§ Prompt
Count the lines in the rows below that contain the string "platform", and give only that number.

§ Material provided

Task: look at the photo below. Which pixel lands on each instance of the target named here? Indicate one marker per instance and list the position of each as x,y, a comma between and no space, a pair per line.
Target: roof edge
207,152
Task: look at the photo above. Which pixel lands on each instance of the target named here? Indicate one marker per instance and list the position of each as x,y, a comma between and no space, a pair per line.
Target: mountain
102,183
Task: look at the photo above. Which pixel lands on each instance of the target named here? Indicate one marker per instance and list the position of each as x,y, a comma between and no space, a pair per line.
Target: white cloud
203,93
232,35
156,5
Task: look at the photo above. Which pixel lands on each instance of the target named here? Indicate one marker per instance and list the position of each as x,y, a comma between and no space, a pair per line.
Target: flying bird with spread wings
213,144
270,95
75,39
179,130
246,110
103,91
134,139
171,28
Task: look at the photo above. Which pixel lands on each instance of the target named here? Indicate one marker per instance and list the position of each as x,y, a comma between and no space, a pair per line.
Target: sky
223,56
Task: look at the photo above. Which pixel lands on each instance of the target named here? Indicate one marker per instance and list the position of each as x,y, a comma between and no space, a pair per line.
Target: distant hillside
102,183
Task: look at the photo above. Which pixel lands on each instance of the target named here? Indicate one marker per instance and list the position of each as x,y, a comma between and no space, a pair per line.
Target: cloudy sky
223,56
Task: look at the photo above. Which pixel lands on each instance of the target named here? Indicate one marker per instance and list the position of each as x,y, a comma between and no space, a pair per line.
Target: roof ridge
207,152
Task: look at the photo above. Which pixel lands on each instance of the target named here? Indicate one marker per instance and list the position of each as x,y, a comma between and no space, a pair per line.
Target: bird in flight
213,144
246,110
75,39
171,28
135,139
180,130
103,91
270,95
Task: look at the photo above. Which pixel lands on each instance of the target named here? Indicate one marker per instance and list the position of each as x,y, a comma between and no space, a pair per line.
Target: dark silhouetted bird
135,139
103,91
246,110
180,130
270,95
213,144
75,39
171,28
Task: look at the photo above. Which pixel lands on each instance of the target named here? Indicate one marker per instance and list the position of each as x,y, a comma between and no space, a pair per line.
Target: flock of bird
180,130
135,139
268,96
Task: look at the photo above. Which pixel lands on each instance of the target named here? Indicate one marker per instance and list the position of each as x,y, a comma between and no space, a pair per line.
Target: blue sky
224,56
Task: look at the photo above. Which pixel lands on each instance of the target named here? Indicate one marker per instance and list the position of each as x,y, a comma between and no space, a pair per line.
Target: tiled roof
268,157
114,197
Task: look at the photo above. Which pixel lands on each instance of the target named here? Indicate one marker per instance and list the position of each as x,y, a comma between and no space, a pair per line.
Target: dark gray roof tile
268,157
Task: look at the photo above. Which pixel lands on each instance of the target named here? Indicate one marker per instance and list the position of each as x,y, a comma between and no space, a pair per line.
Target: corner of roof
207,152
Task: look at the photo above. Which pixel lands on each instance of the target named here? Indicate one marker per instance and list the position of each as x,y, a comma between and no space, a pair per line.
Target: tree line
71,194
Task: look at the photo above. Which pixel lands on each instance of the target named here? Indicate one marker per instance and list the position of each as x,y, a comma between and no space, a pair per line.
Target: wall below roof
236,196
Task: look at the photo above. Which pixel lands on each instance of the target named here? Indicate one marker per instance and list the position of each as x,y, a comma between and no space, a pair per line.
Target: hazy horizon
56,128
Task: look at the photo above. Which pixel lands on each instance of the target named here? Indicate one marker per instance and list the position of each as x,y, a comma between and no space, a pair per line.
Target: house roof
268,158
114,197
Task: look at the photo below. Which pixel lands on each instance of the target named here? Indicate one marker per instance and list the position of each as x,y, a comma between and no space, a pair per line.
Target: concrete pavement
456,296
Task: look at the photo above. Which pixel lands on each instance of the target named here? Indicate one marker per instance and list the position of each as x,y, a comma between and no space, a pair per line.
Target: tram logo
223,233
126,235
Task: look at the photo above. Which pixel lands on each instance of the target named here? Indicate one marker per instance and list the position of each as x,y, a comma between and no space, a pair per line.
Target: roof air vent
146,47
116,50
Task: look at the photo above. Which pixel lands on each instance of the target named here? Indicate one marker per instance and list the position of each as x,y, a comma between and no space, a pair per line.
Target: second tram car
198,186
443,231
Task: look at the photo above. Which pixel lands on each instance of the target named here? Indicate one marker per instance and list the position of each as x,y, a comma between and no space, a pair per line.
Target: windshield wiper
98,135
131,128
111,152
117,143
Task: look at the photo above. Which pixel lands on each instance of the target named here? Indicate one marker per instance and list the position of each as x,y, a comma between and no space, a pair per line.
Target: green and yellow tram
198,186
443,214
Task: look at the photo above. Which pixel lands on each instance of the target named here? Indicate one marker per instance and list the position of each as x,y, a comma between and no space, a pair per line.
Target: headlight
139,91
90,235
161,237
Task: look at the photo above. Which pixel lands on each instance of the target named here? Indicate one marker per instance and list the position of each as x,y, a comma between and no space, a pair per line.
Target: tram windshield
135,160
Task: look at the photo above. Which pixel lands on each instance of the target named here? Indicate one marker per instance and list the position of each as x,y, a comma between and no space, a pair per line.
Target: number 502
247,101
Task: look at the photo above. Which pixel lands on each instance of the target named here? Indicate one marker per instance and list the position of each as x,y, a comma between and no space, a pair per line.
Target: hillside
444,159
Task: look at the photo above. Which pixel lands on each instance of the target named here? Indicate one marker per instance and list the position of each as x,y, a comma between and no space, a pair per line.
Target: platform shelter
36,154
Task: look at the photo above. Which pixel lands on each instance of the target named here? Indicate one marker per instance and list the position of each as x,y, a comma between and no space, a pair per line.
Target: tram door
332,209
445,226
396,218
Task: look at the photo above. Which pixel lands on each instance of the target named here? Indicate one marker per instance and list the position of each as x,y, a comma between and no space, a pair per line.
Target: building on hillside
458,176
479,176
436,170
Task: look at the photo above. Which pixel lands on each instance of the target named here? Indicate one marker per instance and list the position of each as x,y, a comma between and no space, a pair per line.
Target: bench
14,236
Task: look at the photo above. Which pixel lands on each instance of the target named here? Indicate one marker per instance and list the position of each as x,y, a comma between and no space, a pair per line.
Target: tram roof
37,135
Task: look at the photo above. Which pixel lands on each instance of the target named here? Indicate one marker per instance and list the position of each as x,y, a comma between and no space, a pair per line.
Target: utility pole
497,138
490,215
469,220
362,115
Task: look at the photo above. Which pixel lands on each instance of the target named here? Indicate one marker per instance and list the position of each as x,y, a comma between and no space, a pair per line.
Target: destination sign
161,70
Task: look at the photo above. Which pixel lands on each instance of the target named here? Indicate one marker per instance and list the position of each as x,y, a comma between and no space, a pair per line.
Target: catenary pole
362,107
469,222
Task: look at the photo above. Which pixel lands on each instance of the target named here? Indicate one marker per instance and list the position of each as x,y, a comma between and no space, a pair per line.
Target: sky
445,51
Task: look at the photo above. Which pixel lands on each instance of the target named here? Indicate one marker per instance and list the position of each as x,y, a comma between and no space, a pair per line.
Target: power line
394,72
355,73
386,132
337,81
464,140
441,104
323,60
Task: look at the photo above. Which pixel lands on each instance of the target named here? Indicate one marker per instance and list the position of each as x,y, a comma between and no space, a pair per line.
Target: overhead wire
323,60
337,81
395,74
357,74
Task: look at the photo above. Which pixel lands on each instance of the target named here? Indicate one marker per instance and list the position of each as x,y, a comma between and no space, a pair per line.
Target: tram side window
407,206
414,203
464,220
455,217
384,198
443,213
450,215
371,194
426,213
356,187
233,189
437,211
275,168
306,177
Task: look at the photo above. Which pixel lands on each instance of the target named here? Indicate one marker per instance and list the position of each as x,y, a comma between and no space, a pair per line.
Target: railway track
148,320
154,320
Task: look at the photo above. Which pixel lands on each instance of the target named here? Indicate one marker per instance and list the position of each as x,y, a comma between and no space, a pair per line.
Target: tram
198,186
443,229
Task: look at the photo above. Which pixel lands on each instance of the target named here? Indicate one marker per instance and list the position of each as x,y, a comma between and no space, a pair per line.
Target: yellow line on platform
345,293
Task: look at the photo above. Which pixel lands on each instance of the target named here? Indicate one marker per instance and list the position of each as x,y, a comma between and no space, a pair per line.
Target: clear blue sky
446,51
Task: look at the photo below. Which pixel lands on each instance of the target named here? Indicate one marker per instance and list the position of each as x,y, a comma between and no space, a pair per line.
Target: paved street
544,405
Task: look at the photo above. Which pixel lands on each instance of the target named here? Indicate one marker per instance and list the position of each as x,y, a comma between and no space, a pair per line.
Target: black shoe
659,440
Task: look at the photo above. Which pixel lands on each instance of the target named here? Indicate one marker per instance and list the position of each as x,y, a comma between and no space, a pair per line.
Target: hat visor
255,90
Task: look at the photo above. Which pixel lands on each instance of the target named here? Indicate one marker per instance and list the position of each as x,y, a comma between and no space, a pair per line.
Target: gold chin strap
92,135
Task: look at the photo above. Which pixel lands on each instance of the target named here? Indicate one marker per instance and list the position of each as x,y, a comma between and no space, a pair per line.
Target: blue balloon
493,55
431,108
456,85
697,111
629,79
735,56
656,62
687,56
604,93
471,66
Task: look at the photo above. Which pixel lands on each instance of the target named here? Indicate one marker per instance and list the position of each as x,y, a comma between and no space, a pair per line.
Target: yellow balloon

§ Finished exercise
2